Reproduce every line of the material that follows without any change, omitting the pictures from your reply.

(Coordinate annotation entries)
****************

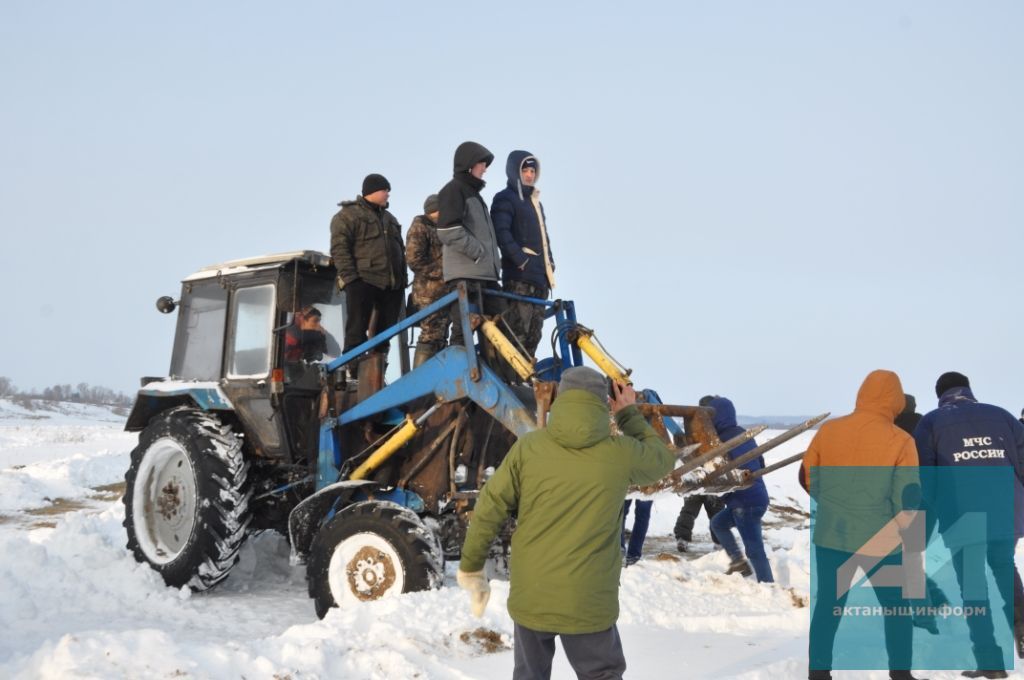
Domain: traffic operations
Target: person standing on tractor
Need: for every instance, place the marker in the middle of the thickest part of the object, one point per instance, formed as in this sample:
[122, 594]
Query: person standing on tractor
[370, 256]
[566, 483]
[423, 251]
[527, 267]
[469, 251]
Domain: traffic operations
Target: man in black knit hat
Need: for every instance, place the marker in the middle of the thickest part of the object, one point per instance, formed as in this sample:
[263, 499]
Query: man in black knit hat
[370, 256]
[965, 433]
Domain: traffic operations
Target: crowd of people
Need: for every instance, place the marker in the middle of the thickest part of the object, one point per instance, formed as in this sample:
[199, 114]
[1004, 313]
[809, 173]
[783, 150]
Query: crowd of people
[566, 483]
[458, 239]
[567, 549]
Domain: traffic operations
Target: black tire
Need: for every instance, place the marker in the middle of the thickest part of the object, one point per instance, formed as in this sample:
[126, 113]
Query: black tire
[372, 550]
[186, 498]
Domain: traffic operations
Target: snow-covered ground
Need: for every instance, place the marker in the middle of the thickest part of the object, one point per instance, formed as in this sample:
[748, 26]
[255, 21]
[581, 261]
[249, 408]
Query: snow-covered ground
[74, 603]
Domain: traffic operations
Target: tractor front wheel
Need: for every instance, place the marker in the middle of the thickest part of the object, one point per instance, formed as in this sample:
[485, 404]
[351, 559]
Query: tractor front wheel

****************

▸ THE REPLY
Domain: traffic operations
Target: person standing on tractor
Need: for every instance, place the marker in the middle of the thickest part of the object, one point per instance, formed as in this sample:
[122, 594]
Query: person standing on tractor
[370, 256]
[566, 483]
[423, 251]
[527, 267]
[469, 251]
Domain: traffic operations
Target: man in black knit hat
Need: for every instance, place the marker in the middle of the thickest part of the object, one point per instance, formed as in this sample:
[263, 499]
Query: man in black knit hat
[370, 256]
[965, 433]
Domain: traffic operations
Target: crowd of people
Need: for every instance, place the marker in the middle of the thickest part of the object, one point per instance, formed as in this sample:
[199, 114]
[1004, 313]
[809, 173]
[783, 150]
Query: crowd of people
[566, 483]
[458, 239]
[567, 549]
Domain: traffic operations
Target: black tire
Need: for every instance, place the marker in the middle of the thickest part of the object, one point per instance, formed as in this sample:
[126, 113]
Query: black tire
[372, 550]
[186, 498]
Domain: traffic operations
Target: snow-covered ground
Need: for every instance, place the marker in the middle of the thickest part of the object, one point per instance, formed as in this sample:
[748, 26]
[255, 21]
[581, 261]
[249, 408]
Query: snow-covered ground
[74, 603]
Domain: traffic operations
Target: tractor front wheel
Need: for every instance, place the marker in the middle of the thickest part of the object, one point per instance, formed as in this sample:
[485, 404]
[351, 559]
Query: tractor front wheel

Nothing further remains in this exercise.